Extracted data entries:
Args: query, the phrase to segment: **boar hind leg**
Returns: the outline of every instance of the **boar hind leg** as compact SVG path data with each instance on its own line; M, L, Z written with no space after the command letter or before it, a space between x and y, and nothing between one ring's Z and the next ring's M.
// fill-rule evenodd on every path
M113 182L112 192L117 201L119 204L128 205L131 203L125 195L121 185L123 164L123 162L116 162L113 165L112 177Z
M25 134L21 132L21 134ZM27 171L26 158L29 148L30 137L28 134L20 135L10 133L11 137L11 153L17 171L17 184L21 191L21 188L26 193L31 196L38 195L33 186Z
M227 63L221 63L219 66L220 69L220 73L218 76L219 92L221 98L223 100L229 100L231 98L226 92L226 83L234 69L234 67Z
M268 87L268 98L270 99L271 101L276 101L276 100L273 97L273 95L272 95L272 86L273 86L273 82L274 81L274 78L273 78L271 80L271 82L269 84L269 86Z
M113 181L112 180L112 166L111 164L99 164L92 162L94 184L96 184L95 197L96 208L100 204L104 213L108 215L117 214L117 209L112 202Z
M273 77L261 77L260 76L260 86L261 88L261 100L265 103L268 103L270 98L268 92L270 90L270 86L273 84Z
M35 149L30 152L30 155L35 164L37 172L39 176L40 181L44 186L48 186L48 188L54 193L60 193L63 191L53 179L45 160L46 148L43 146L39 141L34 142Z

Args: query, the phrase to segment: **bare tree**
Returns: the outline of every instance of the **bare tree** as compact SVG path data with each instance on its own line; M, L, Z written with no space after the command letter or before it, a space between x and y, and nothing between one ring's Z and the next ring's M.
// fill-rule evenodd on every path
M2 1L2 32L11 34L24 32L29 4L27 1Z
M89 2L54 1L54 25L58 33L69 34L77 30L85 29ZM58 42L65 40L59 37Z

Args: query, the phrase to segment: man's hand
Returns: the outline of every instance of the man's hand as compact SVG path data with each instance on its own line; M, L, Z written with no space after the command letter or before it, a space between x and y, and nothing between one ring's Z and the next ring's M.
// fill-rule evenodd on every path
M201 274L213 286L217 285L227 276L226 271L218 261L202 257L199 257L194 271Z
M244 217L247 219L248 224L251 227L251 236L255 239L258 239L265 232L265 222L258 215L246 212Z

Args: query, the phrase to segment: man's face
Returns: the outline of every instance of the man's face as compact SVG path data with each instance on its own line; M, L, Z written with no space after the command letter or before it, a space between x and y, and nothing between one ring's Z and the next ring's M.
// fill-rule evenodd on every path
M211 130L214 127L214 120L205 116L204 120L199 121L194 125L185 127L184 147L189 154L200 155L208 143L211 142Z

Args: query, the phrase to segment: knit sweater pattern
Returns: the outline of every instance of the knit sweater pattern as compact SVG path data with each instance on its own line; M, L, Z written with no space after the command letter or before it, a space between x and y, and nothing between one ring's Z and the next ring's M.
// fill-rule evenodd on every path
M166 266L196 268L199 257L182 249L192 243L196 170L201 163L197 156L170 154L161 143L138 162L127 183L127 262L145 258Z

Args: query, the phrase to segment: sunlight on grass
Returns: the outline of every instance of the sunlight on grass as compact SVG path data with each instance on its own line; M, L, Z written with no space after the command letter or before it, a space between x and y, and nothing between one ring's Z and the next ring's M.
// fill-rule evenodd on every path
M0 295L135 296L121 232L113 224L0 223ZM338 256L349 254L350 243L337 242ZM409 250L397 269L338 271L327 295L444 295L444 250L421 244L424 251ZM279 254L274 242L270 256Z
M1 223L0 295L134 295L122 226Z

REQUEST
Rewrite the material above as a JSON list of strings with one string for each line. Leave out the blank lines.

TASK RESPONSE
[
  "Args: query, the phrase to segment: **boar hind leg**",
  "Returns: the outline of every instance of the **boar hind leg** as compact SVG path data with each instance on its own line; M, L, Z written with no space after the command letter or before it, a space between x and y, and nothing between one ring's Z and the next ring's M.",
  "// fill-rule evenodd on every path",
  "M113 182L112 192L117 201L119 204L128 205L131 203L125 195L121 185L123 164L123 162L116 162L113 165L112 177Z",
  "M25 134L21 132L21 134ZM27 171L26 158L29 148L30 137L28 134L20 135L10 133L11 137L11 153L17 171L17 184L21 191L21 188L26 193L31 196L38 195L33 186Z",
  "M227 63L221 63L219 66L220 69L220 73L218 76L219 92L221 98L223 100L229 100L231 98L226 92L226 83L234 69L234 67Z",
  "M268 87L268 98L270 99L271 101L276 101L276 100L273 97L273 95L272 95L272 86L273 86L273 82L274 81L274 78L273 78L271 80L271 82L269 84L269 86Z",
  "M113 181L112 180L112 166L111 164L99 164L92 162L94 184L96 184L95 197L96 208L100 204L104 213L108 215L117 214L117 209L112 202Z",
  "M273 77L261 77L260 76L260 86L261 88L261 100L265 103L268 103L270 98L268 92L270 90L270 86L273 84Z",
  "M35 149L30 152L30 155L35 164L37 172L39 176L40 181L44 186L48 186L48 188L54 193L60 193L63 191L53 179L45 160L46 148L43 146L39 141L34 142Z",
  "Args: query, the phrase to segment: **bare tree**",
  "Returns: the outline of every instance of the **bare tree** as compact SVG path data with each instance on its own line; M, L, Z written with no space after the command letter or before it, a space between x and y, and nothing between one ring's Z and the next ring's M.",
  "// fill-rule evenodd on every path",
  "M2 1L2 32L11 34L24 32L29 4L27 1Z",
  "M89 2L54 1L54 25L58 33L69 34L77 30L85 29ZM58 42L65 40L59 37Z",
  "Args: query, the phrase to segment: man's hand",
  "Returns: the outline of every instance of the man's hand as compact SVG path data with each instance on its own line; M, L, Z written with no space after the command letter or before it, a space between x and y, and nothing between one ring's Z and the next ring's M.",
  "// fill-rule evenodd on every path",
  "M201 274L213 286L217 285L227 276L226 271L218 261L202 257L199 257L194 271Z",
  "M244 217L247 219L248 224L251 227L251 236L255 239L258 239L265 232L265 222L258 215L246 212Z",
  "Args: query, the phrase to segment: man's face",
  "Returns: the outline of every instance of the man's face as compact SVG path data with each instance on its own line; M, L, Z written with no space after the command letter or before it, a space between x and y, and nothing between one ring's Z and the next ring's M.",
  "// fill-rule evenodd on every path",
  "M211 130L214 127L214 120L205 116L204 120L199 121L194 125L185 127L184 147L189 154L200 155L208 143L211 142Z",
  "Args: query, the phrase to segment: knit sweater pattern",
  "Returns: the outline of every instance of the knit sweater pattern as compact SVG path data with each instance on its own line; M, L, Z written with no space after the command letter or before it, a space between x and y, and nothing between one ring's Z and the next ring's M.",
  "// fill-rule evenodd on every path",
  "M166 266L196 268L199 257L182 249L192 243L196 170L201 163L197 156L170 154L161 143L138 162L127 183L127 262L145 258Z",
  "Args: query, the phrase to segment: sunlight on grass",
  "Returns: the outline of every instance of the sunlight on grass as compact SVG path data with each instance on its own line; M, L, Z written with no space after the command letter or before it, a space between x and y, and nothing between one ring's Z and the next ring's M.",
  "// fill-rule evenodd on every path",
  "M0 295L135 296L121 232L113 224L0 223ZM338 256L349 254L350 243L337 242ZM409 250L397 269L338 271L327 295L444 295L444 250L421 244L424 251ZM279 254L274 242L270 256Z",
  "M1 223L0 295L134 295L122 226Z"
]